> **WHAT IS ASKED**:
Would you copy out the lines below word for word, starting with the line that contains "Where can the water" and continuing through the line that contains "x=100, y=16", with no other lines?

* begin DATA FOR THIS EXERCISE *

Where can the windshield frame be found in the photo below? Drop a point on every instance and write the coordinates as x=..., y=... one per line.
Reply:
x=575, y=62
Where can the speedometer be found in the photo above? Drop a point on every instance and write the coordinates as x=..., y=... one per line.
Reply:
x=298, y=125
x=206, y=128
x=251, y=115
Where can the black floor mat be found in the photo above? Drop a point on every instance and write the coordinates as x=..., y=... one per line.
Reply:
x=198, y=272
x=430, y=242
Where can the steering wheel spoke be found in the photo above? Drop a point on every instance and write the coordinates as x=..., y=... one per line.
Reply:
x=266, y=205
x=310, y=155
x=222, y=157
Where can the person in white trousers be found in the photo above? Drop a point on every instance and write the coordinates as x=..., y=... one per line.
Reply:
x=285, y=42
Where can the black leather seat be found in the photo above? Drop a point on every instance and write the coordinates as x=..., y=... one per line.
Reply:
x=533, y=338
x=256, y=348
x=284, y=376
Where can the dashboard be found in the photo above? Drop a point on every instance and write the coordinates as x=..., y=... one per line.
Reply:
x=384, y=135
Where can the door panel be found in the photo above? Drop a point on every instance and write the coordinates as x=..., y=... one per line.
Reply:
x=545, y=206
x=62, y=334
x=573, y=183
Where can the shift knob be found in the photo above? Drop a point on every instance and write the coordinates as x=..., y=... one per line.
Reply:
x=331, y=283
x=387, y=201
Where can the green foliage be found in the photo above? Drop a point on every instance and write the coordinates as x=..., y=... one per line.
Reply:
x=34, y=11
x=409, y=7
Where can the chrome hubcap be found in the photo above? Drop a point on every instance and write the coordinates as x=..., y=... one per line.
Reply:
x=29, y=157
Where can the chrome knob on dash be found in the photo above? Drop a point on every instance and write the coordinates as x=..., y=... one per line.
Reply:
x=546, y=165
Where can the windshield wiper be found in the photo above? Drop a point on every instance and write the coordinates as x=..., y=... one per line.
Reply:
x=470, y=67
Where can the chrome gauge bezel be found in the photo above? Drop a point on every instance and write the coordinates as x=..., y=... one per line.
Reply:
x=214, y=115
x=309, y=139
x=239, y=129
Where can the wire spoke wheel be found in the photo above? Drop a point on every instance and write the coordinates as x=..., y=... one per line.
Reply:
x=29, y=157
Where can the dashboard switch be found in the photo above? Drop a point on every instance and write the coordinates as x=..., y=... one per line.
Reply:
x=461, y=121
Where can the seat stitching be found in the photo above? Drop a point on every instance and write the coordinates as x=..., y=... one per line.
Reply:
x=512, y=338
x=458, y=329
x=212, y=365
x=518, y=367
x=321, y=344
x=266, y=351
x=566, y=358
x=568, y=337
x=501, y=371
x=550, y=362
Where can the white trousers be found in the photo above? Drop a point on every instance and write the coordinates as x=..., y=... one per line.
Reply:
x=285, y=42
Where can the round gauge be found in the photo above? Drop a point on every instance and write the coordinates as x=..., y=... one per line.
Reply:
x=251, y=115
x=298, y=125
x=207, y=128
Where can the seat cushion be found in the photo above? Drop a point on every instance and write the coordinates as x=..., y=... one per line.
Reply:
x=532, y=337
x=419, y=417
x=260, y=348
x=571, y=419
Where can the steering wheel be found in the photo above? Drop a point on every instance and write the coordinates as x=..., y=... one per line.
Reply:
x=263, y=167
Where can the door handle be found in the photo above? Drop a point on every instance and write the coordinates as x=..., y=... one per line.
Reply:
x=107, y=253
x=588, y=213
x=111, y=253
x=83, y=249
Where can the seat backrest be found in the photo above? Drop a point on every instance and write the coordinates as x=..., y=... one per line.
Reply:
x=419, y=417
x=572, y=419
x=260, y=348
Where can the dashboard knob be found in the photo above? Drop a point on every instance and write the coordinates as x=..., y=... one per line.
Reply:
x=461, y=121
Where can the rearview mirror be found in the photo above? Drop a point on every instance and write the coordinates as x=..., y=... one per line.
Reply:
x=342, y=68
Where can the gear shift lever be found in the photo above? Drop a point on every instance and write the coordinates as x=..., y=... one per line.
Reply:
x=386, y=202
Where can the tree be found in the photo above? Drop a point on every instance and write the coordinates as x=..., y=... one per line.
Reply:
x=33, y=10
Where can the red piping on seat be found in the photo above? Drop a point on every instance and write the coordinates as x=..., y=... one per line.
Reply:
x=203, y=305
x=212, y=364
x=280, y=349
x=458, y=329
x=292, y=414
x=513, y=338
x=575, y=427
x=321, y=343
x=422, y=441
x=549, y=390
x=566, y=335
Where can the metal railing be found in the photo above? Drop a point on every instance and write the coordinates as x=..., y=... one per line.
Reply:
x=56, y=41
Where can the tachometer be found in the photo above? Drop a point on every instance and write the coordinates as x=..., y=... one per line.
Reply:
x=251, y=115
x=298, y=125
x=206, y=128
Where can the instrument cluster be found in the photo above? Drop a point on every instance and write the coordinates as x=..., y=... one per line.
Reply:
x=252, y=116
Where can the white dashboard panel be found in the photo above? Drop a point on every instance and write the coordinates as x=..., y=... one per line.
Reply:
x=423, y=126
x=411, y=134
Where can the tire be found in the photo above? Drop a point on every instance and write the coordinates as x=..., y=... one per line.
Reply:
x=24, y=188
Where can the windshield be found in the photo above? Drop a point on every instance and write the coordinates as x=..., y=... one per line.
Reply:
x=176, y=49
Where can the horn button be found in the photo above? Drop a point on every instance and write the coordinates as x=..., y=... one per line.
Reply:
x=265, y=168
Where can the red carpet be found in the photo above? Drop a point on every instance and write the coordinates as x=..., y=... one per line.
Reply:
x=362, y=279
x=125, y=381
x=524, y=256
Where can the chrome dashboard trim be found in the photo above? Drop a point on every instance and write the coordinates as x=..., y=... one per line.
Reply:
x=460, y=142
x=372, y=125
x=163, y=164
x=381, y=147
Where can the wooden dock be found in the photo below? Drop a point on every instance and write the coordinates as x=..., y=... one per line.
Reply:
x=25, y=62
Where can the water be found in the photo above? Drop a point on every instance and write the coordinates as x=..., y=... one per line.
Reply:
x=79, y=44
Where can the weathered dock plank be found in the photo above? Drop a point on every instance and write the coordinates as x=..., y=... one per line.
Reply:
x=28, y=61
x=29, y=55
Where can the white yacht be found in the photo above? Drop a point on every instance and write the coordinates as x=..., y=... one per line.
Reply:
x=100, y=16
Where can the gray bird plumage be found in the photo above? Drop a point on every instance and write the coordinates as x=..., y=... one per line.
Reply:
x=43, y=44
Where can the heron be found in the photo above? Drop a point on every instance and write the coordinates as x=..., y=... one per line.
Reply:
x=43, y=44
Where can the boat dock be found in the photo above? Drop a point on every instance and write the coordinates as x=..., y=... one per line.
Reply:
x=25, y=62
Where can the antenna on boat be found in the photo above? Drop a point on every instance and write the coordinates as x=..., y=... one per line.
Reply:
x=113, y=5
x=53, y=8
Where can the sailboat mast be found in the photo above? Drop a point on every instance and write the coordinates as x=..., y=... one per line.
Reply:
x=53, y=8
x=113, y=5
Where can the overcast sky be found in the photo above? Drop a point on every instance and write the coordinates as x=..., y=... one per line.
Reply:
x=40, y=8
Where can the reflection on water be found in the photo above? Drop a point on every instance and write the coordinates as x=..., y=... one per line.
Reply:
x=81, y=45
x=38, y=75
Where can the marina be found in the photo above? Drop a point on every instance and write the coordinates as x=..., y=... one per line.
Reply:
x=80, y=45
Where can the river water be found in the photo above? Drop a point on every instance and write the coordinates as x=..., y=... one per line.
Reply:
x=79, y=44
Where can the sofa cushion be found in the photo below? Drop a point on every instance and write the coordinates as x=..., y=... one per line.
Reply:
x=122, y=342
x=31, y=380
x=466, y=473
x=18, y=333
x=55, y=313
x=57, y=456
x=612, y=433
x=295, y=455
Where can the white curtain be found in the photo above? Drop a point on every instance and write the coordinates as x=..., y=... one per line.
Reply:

* end DATA FOR THIS EXERCISE *

> **FULL OUTPUT**:
Where can the water be found in the photo above? Drop a point on every instance and write the coordinates as x=..., y=... one per line.
Reply:
x=79, y=44
Where can the weathered dock plank be found in the photo above? Drop a point on every instance and write the coordinates as x=..., y=... one per line.
Reply:
x=28, y=61
x=29, y=55
Where can the white yacht be found in the photo above? Drop a point on every instance and write the coordinates as x=..., y=... one per line.
Reply:
x=100, y=16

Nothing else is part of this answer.